Every line below must be copied as written, except for pictures.

>>>>

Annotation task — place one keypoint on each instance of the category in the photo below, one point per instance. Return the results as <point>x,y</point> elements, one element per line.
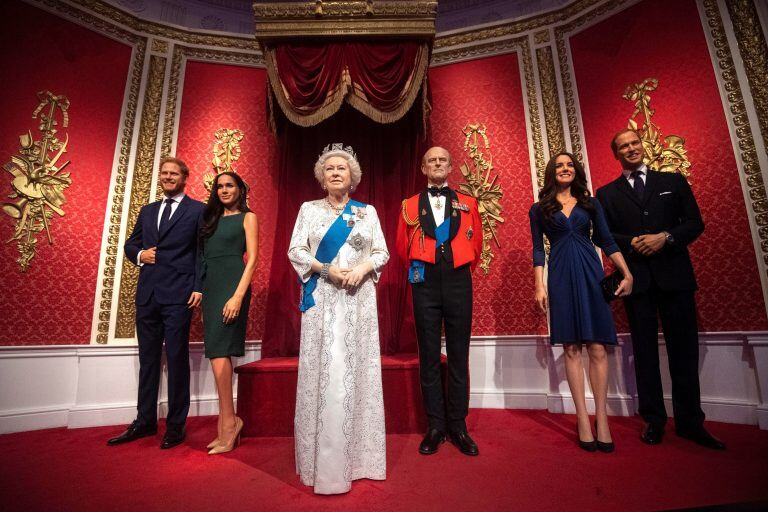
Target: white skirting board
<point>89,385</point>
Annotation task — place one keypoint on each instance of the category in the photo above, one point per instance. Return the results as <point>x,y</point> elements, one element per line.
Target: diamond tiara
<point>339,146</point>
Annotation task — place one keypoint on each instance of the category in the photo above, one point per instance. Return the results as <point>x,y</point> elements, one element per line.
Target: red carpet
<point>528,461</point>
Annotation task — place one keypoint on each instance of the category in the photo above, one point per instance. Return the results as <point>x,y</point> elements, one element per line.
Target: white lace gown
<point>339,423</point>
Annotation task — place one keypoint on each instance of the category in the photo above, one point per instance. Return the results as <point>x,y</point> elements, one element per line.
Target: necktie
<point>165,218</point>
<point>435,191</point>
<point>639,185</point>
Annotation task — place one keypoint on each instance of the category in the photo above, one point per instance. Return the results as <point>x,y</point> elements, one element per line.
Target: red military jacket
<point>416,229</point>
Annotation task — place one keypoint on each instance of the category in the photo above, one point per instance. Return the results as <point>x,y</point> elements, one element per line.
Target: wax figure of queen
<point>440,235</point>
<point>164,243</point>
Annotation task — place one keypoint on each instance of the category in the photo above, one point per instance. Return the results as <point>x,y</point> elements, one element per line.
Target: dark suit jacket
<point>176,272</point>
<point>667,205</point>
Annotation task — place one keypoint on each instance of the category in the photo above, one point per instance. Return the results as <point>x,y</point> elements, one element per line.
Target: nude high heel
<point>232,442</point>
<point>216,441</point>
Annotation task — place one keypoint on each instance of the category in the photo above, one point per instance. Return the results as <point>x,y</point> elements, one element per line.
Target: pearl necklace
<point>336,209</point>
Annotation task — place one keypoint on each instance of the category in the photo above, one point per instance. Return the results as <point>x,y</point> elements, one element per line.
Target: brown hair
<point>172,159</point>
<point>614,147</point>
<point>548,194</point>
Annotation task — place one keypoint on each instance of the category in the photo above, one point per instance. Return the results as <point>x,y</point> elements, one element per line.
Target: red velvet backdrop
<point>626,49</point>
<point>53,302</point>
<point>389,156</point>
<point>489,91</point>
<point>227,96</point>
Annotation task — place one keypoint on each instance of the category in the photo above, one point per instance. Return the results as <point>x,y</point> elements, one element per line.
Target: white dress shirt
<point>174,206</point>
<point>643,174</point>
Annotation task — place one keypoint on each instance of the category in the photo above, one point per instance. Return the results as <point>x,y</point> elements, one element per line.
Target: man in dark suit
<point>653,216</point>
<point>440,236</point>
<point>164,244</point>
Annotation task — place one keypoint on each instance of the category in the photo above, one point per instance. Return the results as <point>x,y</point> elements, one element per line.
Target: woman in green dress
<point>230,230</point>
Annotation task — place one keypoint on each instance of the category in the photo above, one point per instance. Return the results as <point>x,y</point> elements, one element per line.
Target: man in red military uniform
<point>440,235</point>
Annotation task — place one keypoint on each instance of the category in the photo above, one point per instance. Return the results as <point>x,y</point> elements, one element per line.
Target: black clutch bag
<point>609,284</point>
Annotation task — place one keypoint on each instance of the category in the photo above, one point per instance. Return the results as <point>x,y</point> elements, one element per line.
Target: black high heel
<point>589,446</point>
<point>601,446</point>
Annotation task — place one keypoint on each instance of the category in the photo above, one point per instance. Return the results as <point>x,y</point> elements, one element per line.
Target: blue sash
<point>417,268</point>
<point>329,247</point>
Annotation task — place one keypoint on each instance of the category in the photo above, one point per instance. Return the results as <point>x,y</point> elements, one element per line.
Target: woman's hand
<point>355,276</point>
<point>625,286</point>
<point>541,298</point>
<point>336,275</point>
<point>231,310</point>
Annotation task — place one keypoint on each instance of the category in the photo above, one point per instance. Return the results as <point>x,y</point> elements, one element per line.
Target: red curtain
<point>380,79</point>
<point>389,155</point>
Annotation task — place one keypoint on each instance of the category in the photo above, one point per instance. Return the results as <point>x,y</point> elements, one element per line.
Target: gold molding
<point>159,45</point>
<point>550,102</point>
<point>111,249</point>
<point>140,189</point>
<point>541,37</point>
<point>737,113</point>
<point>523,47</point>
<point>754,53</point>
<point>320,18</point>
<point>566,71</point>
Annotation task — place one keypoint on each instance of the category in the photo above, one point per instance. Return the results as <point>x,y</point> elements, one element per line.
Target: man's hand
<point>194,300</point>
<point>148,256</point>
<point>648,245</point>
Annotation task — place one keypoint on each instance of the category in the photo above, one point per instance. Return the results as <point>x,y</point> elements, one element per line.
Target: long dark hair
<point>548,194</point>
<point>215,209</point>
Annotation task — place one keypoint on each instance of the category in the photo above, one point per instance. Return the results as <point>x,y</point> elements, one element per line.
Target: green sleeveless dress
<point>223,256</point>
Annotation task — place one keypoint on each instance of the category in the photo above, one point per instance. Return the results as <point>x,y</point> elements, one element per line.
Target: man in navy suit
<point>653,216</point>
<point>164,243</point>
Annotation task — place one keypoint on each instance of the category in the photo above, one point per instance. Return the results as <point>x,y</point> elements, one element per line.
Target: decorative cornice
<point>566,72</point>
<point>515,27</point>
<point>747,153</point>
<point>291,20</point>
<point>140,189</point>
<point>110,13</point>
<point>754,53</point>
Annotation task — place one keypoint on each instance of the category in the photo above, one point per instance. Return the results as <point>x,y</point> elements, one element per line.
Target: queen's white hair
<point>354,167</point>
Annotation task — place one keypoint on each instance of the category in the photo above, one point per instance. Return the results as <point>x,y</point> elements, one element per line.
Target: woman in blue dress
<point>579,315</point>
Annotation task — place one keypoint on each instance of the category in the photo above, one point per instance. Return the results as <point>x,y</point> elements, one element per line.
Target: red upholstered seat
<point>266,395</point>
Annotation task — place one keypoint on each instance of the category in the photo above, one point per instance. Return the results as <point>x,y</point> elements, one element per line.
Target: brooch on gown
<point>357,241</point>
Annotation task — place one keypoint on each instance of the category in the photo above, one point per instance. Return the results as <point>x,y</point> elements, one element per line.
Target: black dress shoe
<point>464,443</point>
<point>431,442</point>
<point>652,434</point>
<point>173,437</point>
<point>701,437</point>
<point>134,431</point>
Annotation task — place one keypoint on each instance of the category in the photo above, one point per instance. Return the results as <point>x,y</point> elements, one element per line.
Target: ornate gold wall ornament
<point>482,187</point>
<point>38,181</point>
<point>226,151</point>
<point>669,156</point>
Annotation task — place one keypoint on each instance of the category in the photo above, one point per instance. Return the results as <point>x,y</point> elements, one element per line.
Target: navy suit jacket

<<<<

--- Output below ---
Annotation task — place one keypoint on each instance of the category in the photo below, one point per instance. Return the results as <point>x,y</point> elements, one element per line.
Target: white skirting board
<point>89,385</point>
Annotation task — place one keypoint on each instance of the category in the photo above, one point per instance. Return the results as <point>x,y</point> elements, one element per line.
Target: diamond tiara
<point>339,146</point>
Annotation task — place one keypoint on each instance of the category in the photo above, one point per instance. Return the results as <point>x,y</point> elements, one element per line.
Target: red carpet
<point>528,461</point>
Annotation task — place one keypoint on each instance of the category in the photo above, one point per instance. Return the results as <point>x,y</point> elements, one element per line.
Target: white lace gown
<point>339,423</point>
Annotation task — place one keypoint on each instance of the category in the photo above, one point per instance. Return the results as <point>x,y</point> elements, one element per line.
Target: necktie
<point>165,218</point>
<point>435,191</point>
<point>639,185</point>
Annotation task — place one keypoint on each instance of the category in the photo above, one point per instance. Return the results as <point>x,y</point> elements, one element per line.
Target: red military jacket
<point>416,229</point>
Annotation task — place one keypoint on each instance of the category in the photo above, one point per instance. Return the results as <point>x,y</point> elements, one element per line.
Target: wax figure of queen
<point>440,235</point>
<point>164,243</point>
Annotation task — place one keypoint on each instance of the category in the photo above, one point per instance. Return the results as <point>x,y</point> elements, one element per line.
Target: dark suit jacket
<point>176,272</point>
<point>667,205</point>
Annotation task — place one keypoint on each instance of the category in the photo above, one point per instance. Return the results as <point>x,y</point> elements, one element per line.
Target: nude high heel
<point>232,442</point>
<point>216,441</point>
Annotation task — place one keypoint on each instance of the category in the photo above, one point per instance. Return the results as <point>x,y</point> elements, one element per line.
Target: pearl necklace
<point>336,209</point>
Annotation task — place one keypoint on each instance of the category in the photo above, one point per instance. Return the results as <point>x,y</point> elements, one element per line.
Target: brown hair
<point>172,159</point>
<point>614,147</point>
<point>548,194</point>
Annotation task — place one keypoint on each instance of the category in the photo above, one point per instance. Return the results as <point>x,y</point> elements, one element per line.
Target: red velvet backdrop
<point>626,49</point>
<point>53,302</point>
<point>389,156</point>
<point>489,91</point>
<point>227,96</point>
Annotation task — place one keypoint on each instance of the category in the photo above, one point per instance. Return the results as <point>x,y</point> elements, one element per line.
Target: white dress shirt
<point>174,206</point>
<point>643,174</point>
Annotation task — place one keypoint on each instance of the category in the photo above, one point per instance. Return the results as <point>x,y</point> elements, one element per line.
Target: man in dark suit
<point>653,216</point>
<point>440,236</point>
<point>164,244</point>
Annotation task — place one keypoint on each instance of the category in the photo above, one point per instance. Return the results as <point>x,y</point> elements, one element per line.
Target: woman in green dress
<point>230,230</point>
Annotation task — place one keypoint on each instance of the category in the photo above, one point per instance. Return the results as <point>x,y</point> elements, one element per line.
Target: man in red military uniform
<point>440,235</point>
Annotation task — place one keypoint on each instance of the category in the photo above, one point per instance. Return the results as <point>x,y</point> elements, one element per line.
Target: black clutch bag
<point>609,284</point>
Annotation task — place one keypoint on each instance of the category in the photo above, one point per instance. Return the results as <point>x,y</point> elements, one element per line.
Target: black high heel
<point>589,446</point>
<point>601,446</point>
Annotation task — place one keypoint on each instance of the category in the photo above, one point per instance. Return the results as <point>x,y</point> elements, one element per line.
Target: blue sash
<point>417,268</point>
<point>329,247</point>
Annotation task — place one keypoint on each instance of the category in the photo above, one point per instance. Return the results as <point>x,y</point> elements, one element per line.
Target: woman's hand
<point>355,276</point>
<point>625,286</point>
<point>541,298</point>
<point>336,275</point>
<point>231,310</point>
Annotation task — place one keypoint on each instance of the category in the photo above, one point per instance. Return the results as <point>x,y</point> elements, one element per line.
Target: red curtain
<point>380,79</point>
<point>389,155</point>
Annotation task — place one keypoint on each instance of the category in the photo above, one point per instance. Return the results as <point>x,y</point> elements, one element per line.
Target: gold molding
<point>159,45</point>
<point>550,102</point>
<point>111,249</point>
<point>140,189</point>
<point>541,37</point>
<point>737,113</point>
<point>523,47</point>
<point>754,53</point>
<point>320,18</point>
<point>566,71</point>
Annotation task — place one keypoint on each instance of the category in the photo above, one point per instance. Return the results as <point>x,y</point> elements, one element per line.
Target: man's hand
<point>194,300</point>
<point>148,256</point>
<point>648,245</point>
Annotation task — place one keypoint on each instance of the category in the photo above, one point per instance. Return the results as <point>x,y</point> elements, one element per line.
Target: long dark hair
<point>548,194</point>
<point>215,209</point>
Annotation task — place one keypoint on each instance of the category in the photo above, one point per instance. Return the results as <point>x,y</point> elements, one element per line.
Target: green sleeveless dress
<point>223,256</point>
Annotation task — place one keypoint on each instance of the category in the photo above, one point per instance. Return the results as <point>x,y</point> elements, one element per line.
Target: man in navy suit
<point>653,216</point>
<point>164,243</point>
Annotation task — place one keypoint on each instance of the category in the photo above, one point per instance. Return the results as <point>x,y</point> elements, one element per line.
Target: decorative cornice
<point>566,72</point>
<point>515,27</point>
<point>747,153</point>
<point>291,20</point>
<point>140,189</point>
<point>110,13</point>
<point>754,53</point>
Annotation task — place one keypoint on each instance of the category in the photo above, one point per instance. Return the results as <point>x,y</point> elements, one element per line.
Target: queen's white hair
<point>354,167</point>
Annotation task — place one keypoint on each instance of the category in the photo above, one point per instance. Return the results as <point>x,y</point> elements, one element per line.
Target: woman in blue dress
<point>579,315</point>
Annotation task — place one keypoint on each instance of the category in the photo above, one point per instance. Return the results as <point>x,y</point> elements, one element per line.
Target: red upholstered seat
<point>266,395</point>
Annotation task — place one keypoint on each instance of the category in the photo above, one point per instance. Return the results as <point>x,y</point> elements, one element per line.
Target: brooch on gown
<point>357,241</point>
Annotation task — place one keypoint on each instance of the category in the photo above, one point per instance. Return the results as <point>x,y</point> elements, one element per line.
Target: black dress shoe
<point>464,443</point>
<point>431,442</point>
<point>652,434</point>
<point>173,437</point>
<point>701,437</point>
<point>134,431</point>
Annotation task — place one keypoint on each instance of the category in the photo above, one point per instance. Return the results as <point>x,y</point> elements, one element per line.
Target: ornate gold wall ornament
<point>482,187</point>
<point>38,181</point>
<point>226,151</point>
<point>669,156</point>
Annotation task — place one keypoint on each instance of the category in the photo above, one point per instance. Return the results as <point>x,y</point> elements, one element per line.
Target: navy suit jacket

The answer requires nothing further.